Data records: Begin

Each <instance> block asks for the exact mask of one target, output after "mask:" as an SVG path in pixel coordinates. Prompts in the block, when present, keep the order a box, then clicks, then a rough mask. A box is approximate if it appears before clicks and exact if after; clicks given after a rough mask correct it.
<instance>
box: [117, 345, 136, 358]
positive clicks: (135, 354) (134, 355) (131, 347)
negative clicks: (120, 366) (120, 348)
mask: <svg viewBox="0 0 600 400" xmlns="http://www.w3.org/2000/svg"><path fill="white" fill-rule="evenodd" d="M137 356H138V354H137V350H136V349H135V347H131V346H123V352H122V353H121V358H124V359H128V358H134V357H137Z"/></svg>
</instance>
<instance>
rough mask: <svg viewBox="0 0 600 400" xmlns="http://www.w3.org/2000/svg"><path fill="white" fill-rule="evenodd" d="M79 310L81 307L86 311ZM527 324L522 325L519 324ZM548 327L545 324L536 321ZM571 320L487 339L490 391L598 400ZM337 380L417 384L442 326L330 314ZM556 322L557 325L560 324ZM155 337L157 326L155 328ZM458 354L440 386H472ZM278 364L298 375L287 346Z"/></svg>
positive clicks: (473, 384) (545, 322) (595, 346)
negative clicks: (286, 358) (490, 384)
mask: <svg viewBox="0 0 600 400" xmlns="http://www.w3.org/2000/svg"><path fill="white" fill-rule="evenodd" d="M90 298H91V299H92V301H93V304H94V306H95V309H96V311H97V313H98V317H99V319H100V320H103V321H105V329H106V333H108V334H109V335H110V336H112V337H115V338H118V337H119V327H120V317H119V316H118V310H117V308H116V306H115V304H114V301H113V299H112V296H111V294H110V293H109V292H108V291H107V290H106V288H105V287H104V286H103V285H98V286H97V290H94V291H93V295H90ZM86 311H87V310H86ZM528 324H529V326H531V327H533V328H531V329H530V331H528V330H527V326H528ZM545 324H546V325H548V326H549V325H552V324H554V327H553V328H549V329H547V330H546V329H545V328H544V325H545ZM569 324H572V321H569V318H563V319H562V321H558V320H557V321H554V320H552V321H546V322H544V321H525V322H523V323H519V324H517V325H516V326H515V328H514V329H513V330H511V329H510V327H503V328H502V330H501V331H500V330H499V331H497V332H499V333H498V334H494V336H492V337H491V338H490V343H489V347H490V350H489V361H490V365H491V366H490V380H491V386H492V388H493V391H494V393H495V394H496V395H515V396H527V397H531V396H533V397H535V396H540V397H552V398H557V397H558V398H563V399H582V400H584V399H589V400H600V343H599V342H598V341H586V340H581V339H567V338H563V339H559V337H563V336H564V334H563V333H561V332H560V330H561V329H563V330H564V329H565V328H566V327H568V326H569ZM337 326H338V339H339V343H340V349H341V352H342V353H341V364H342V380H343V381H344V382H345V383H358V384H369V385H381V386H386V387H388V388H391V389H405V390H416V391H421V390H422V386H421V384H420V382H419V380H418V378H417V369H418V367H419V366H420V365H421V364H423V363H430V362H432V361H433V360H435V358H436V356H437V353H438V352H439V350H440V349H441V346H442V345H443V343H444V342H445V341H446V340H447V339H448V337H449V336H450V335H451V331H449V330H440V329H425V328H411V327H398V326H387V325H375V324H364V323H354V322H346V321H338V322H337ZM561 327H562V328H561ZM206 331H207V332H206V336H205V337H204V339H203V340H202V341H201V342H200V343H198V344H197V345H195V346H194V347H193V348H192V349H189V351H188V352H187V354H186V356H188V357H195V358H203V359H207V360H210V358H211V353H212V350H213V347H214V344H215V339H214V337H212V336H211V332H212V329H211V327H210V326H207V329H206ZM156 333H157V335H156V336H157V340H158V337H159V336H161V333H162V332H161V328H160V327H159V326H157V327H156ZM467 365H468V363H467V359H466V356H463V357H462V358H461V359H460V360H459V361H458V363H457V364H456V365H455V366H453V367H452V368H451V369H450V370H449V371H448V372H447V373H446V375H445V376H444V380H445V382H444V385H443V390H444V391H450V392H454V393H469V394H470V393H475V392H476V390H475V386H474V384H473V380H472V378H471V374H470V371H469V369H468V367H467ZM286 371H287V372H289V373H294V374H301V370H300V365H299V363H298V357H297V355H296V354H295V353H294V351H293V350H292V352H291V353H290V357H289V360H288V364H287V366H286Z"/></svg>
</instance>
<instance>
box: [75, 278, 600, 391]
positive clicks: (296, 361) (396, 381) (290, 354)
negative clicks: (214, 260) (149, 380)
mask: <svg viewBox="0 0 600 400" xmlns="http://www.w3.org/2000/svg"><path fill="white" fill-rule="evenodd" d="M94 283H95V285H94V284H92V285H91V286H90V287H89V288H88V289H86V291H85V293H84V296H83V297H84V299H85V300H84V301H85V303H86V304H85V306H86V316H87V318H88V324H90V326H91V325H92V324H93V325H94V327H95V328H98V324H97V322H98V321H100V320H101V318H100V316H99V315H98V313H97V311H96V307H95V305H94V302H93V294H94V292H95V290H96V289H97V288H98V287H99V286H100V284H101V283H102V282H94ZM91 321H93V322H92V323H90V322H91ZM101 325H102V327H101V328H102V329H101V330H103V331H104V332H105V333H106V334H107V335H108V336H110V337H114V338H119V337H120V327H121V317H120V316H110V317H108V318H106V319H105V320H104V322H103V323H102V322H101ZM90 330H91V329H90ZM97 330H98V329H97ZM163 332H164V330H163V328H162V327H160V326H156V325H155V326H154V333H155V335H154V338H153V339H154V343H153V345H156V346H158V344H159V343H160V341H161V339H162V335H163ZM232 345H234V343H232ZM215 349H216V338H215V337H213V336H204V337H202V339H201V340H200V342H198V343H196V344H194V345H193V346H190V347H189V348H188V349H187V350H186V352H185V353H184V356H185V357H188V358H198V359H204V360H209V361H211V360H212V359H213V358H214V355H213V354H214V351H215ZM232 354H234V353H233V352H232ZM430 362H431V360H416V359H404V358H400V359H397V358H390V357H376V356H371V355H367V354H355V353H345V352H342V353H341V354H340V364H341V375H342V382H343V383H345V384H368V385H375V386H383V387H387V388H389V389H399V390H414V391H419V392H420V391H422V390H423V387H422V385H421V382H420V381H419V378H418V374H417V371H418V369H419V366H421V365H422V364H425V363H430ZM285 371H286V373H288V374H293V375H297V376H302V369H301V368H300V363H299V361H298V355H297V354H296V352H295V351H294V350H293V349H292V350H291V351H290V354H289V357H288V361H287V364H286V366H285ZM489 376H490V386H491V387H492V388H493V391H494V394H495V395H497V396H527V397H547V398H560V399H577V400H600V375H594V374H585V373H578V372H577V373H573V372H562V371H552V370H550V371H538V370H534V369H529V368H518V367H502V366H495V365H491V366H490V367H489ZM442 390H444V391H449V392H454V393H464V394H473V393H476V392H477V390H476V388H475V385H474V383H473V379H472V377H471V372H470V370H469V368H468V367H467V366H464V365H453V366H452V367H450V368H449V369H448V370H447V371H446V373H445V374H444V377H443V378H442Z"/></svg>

Data records: End

* [Problem description]:
Quote exactly the lines running from the start of the listing above through the line where "positive clicks: (473, 384)" is found, and output no other lines.

* [Answer for this exercise]:
Each <instance> block asks for the exact mask of one target, output after "mask:" as an SVG path in pixel coordinates. Prompts in the block, when present, keep the order a box, then clicks, then a rough mask. A box is approximate if it appears before clicks and exact if after; clicks given after a rough mask correct it.
<instance>
box: [117, 345, 136, 358]
positive clicks: (135, 354) (134, 355) (131, 347)
negative clicks: (120, 366) (120, 348)
mask: <svg viewBox="0 0 600 400" xmlns="http://www.w3.org/2000/svg"><path fill="white" fill-rule="evenodd" d="M137 356H138V354H137V350H136V349H135V347H131V346H123V352H122V353H121V358H124V359H128V358H134V357H137Z"/></svg>
</instance>
<instance>
rough mask: <svg viewBox="0 0 600 400" xmlns="http://www.w3.org/2000/svg"><path fill="white" fill-rule="evenodd" d="M79 310L81 307L86 311ZM527 324L522 325L519 324ZM548 327L545 324L536 321ZM571 320L487 339L490 391L598 400ZM337 380L417 384L442 326L330 314ZM556 322L557 325L560 324ZM155 337L157 326L155 328ZM458 354L440 386H472ZM278 364L298 375L287 346Z"/></svg>
positive clicks: (473, 384) (545, 322) (595, 346)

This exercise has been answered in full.